• TASK TO CARRY OUT:
Your output should be the complete listing, repeated exactly.

(EXERCISE INPUTS Opens)

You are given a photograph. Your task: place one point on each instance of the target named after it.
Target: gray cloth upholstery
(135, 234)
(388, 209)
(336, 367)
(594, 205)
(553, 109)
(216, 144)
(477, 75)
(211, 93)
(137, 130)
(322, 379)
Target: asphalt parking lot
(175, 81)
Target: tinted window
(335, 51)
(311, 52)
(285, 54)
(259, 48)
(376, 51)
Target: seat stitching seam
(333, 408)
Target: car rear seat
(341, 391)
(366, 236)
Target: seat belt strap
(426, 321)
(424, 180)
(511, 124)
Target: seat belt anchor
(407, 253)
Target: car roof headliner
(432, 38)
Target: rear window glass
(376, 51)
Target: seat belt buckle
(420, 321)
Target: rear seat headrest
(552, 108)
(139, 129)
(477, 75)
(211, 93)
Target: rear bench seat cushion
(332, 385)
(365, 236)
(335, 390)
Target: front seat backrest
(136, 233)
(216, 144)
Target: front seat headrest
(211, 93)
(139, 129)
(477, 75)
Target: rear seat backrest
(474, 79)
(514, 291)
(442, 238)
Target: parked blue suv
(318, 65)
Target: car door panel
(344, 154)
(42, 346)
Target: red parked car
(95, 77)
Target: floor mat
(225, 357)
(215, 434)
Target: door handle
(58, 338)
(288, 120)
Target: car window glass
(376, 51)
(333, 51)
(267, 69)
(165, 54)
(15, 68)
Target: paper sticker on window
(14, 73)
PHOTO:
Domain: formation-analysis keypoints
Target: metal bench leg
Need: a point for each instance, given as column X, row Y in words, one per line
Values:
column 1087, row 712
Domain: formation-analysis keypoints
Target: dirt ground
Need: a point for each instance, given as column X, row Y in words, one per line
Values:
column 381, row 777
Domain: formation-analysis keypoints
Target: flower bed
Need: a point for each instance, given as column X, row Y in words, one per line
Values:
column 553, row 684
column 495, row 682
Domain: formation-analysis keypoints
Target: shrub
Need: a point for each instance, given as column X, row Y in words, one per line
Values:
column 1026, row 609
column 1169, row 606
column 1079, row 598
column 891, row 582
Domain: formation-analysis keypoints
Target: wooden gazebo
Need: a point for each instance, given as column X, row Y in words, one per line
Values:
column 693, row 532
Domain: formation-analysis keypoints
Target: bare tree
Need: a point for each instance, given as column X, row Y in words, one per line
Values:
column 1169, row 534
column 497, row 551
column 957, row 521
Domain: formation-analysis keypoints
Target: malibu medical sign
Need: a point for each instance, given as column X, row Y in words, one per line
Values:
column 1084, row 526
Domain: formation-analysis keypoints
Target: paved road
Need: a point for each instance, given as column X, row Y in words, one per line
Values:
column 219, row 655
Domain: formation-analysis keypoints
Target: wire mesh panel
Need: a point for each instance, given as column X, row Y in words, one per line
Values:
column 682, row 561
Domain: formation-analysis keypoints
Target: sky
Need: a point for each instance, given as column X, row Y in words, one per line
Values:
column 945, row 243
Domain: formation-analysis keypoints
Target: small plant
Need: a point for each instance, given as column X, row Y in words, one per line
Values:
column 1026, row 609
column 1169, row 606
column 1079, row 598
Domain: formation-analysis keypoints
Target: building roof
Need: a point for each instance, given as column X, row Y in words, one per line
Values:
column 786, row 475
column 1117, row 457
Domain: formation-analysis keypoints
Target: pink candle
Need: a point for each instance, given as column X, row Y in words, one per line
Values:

(EXERCISE INPUTS Closes)

• THE COMPLETED TASK:
You are given a photograph. Your task: place one point on each instance of the target named after it.
Target: gray cloth upholstery
(135, 234)
(388, 209)
(336, 367)
(594, 205)
(553, 109)
(216, 144)
(477, 75)
(211, 93)
(137, 130)
(322, 379)
Target: asphalt parking lot
(175, 81)
Target: tinted window
(335, 51)
(311, 52)
(285, 54)
(259, 48)
(376, 51)
Target: seat stitching seam
(333, 408)
Target: car rear seat
(341, 391)
(366, 236)
Target: seat belt strap
(426, 321)
(424, 180)
(511, 124)
Target: seat belt anchor
(407, 253)
Target: car roof headliner
(432, 38)
Target: rear window glass
(376, 51)
Target: seat belt buckle
(420, 321)
Target: rear seat headrest
(552, 108)
(139, 129)
(477, 75)
(211, 93)
Target: rear bench seat cushion
(332, 385)
(365, 236)
(335, 390)
Target: front seat backrest
(136, 233)
(216, 144)
Target: front seat headrest
(211, 93)
(139, 129)
(477, 75)
Target: rear seat backrest
(474, 79)
(514, 291)
(442, 238)
Target: parked blue suv
(318, 65)
Target: car door panel
(344, 154)
(42, 346)
Target: red parked car
(95, 77)
Target: floor mat
(225, 357)
(215, 434)
Target: door handle
(58, 338)
(288, 120)
Target: car window glass
(376, 51)
(333, 51)
(267, 69)
(165, 54)
(15, 68)
Target: paper sticker on window
(14, 73)
PHOTO:
Domain: formation-analysis keypoints
Target: metal bench leg
Need: a point for each instance, given as column X, row Y in words, one per line
Values:
column 1087, row 712
Domain: formation-analysis keypoints
Target: dirt ground
Need: a point for each instance, given as column X, row Y in words, one per line
Values:
column 381, row 777
Domain: formation-analysis keypoints
Target: flower bed
Need: a point for each instance, given as column X, row Y in words, one per line
Values:
column 553, row 684
column 495, row 682
Domain: formation-analysis keypoints
Target: shrub
Need: a point for each instance, given as column X, row Y in words, one per line
Values:
column 1026, row 609
column 1169, row 606
column 1079, row 598
column 891, row 582
Domain: formation-analysis keypoints
Target: wooden gazebo
Need: a point for each instance, given as column X, row Y in words, one per line
Values:
column 693, row 532
Domain: formation-analysis keypoints
Target: bare tree
Need: a point for each instance, given as column X, row Y in words, one per line
Values:
column 1169, row 534
column 497, row 551
column 957, row 521
Domain: formation-analysis keypoints
Target: malibu medical sign
Need: a point for each instance, given as column X, row Y in words, one per line
Values:
column 1084, row 526
Domain: formation-analysis keypoints
Target: paved road
Need: a point for each instance, given as column X, row Y in words, one per line
Values:
column 219, row 655
Domain: formation-analysis keypoints
Target: wire mesh panel
Need: a point for each instance, given as column X, row Y in words, one per line
Values:
column 682, row 561
Domain: formation-analysis keypoints
Target: sky
Need: a point for each instance, given as column X, row Y in words, one per line
Values:
column 945, row 243
Domain: formation-analysis keypoints
Target: small plant
Need: a point for each instance, given as column X, row Y in words, one per line
Values:
column 1026, row 609
column 1169, row 606
column 1079, row 598
Domain: formation-analysis keypoints
Target: building roof
Need: a point for each instance, given as column X, row Y in words, one per line
Values:
column 786, row 475
column 1117, row 457
Domain: formation-analysis keypoints
Target: pink candle
Need: a point for each instance, given as column X, row Y in words, one per line
Values:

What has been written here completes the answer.